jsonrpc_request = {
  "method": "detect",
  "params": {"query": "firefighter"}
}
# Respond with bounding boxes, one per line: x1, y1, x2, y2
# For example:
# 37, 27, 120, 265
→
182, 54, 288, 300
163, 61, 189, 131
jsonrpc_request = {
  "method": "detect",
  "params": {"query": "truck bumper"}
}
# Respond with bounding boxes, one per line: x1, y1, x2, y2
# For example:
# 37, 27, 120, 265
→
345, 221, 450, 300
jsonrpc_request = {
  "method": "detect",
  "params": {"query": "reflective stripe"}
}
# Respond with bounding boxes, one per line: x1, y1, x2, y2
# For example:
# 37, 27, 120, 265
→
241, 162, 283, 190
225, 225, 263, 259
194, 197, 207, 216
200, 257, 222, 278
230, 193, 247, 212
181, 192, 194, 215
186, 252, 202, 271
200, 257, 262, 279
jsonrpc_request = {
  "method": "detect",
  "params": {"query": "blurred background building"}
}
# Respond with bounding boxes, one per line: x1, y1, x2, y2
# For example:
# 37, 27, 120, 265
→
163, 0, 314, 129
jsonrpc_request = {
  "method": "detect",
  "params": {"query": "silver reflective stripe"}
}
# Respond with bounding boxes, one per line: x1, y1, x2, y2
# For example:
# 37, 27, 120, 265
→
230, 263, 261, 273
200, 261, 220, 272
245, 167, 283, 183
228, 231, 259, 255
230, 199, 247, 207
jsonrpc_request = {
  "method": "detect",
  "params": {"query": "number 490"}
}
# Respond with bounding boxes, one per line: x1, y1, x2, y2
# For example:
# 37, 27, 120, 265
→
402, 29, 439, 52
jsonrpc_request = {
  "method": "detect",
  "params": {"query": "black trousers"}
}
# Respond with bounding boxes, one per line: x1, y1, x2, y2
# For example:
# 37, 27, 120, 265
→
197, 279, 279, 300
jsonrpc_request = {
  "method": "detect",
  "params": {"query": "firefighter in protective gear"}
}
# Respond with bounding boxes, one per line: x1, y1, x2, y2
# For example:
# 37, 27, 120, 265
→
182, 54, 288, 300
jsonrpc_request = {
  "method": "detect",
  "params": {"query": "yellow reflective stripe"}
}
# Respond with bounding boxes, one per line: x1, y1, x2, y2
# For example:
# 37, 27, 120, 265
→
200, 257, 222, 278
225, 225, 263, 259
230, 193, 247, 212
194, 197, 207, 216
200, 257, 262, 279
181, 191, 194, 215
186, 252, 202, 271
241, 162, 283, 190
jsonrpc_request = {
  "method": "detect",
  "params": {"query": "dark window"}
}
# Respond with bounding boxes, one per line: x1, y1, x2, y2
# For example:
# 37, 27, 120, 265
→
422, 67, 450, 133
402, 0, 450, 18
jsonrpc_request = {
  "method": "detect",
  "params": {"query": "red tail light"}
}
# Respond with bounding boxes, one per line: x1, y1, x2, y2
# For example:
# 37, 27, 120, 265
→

──────

● **WHAT YOU HAVE TO DO**
Add 99 to every bounding box coordinate in the answers, and write out again the entries from the start up to and including the line with "345, 221, 450, 300", requests included. Keep the numbers in the requests and their sample lines unchanged.

● **EXERCISE OUTPUT**
jsonrpc_request = {
  "method": "detect",
  "params": {"query": "firefighter"}
}
# Respond with bounding boxes, one per line: x1, y1, x2, y2
# For example:
# 37, 27, 120, 265
→
281, 153, 387, 399
262, 160, 288, 230
jsonrpc_request = {
  "method": "detect",
  "params": {"query": "truck bumper"}
}
# Respond with bounding boxes, one per line: x1, y1, x2, y2
# For example:
# 37, 27, 120, 265
→
444, 320, 549, 399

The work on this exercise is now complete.